What the exercise asks: Reproduce the records below exactly as shown.

Stored items:
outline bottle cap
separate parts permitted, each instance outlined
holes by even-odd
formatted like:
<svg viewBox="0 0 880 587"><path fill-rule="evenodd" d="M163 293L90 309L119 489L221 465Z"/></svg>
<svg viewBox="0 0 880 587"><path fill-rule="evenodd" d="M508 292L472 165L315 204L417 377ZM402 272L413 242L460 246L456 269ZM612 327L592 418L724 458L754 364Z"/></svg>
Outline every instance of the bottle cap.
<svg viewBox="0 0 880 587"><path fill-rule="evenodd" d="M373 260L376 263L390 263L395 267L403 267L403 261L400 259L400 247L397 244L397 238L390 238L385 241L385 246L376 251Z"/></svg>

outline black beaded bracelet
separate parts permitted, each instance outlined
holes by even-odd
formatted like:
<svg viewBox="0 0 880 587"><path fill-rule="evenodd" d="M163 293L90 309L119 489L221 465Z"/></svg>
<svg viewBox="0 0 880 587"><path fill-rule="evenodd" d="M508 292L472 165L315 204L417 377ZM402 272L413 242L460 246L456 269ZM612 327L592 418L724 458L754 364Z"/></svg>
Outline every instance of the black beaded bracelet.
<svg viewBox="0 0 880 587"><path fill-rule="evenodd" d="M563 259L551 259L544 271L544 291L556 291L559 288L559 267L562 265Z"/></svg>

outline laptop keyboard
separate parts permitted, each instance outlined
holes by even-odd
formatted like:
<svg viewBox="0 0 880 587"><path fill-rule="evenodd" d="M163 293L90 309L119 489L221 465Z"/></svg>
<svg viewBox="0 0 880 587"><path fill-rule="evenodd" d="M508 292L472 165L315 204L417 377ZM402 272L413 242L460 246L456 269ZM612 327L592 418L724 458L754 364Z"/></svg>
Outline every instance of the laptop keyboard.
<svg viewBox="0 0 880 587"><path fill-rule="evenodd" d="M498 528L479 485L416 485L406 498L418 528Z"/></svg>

Your response:
outline bottle cap
separate parts permitted, each instance outlined
holes by even-odd
formatted like:
<svg viewBox="0 0 880 587"><path fill-rule="evenodd" d="M163 293L90 309L119 489L221 465Z"/></svg>
<svg viewBox="0 0 880 587"><path fill-rule="evenodd" d="M508 292L472 165L315 204L417 377ZM402 272L413 242L460 246L456 269ZM612 327L592 418L724 458L754 364Z"/></svg>
Outline every instance of the bottle cap.
<svg viewBox="0 0 880 587"><path fill-rule="evenodd" d="M373 260L376 263L390 263L395 267L403 267L403 261L400 259L400 247L397 244L397 238L390 238L385 241L385 246L376 251Z"/></svg>

outline black beaded bracelet
separate parts permitted, each instance outlined
holes by even-odd
formatted like:
<svg viewBox="0 0 880 587"><path fill-rule="evenodd" d="M163 293L90 309L119 489L221 465Z"/></svg>
<svg viewBox="0 0 880 587"><path fill-rule="evenodd" d="M508 292L472 165L315 204L417 377ZM402 272L413 242L460 246L456 269ZM612 327L592 418L724 458L754 364Z"/></svg>
Outline every instance of the black beaded bracelet.
<svg viewBox="0 0 880 587"><path fill-rule="evenodd" d="M563 259L551 259L544 271L544 291L556 291L559 288L559 267L562 265Z"/></svg>

outline laptop keyboard
separate parts permitted, each instance outlined
holes by even-odd
formatted like:
<svg viewBox="0 0 880 587"><path fill-rule="evenodd" d="M163 293L90 309L119 489L221 465Z"/></svg>
<svg viewBox="0 0 880 587"><path fill-rule="evenodd" d="M508 292L472 165L315 204L417 377ZM402 272L413 242L460 246L456 269ZM612 327L592 418L724 458L754 364Z"/></svg>
Outline every instance of the laptop keyboard.
<svg viewBox="0 0 880 587"><path fill-rule="evenodd" d="M498 528L479 485L416 485L406 498L418 528Z"/></svg>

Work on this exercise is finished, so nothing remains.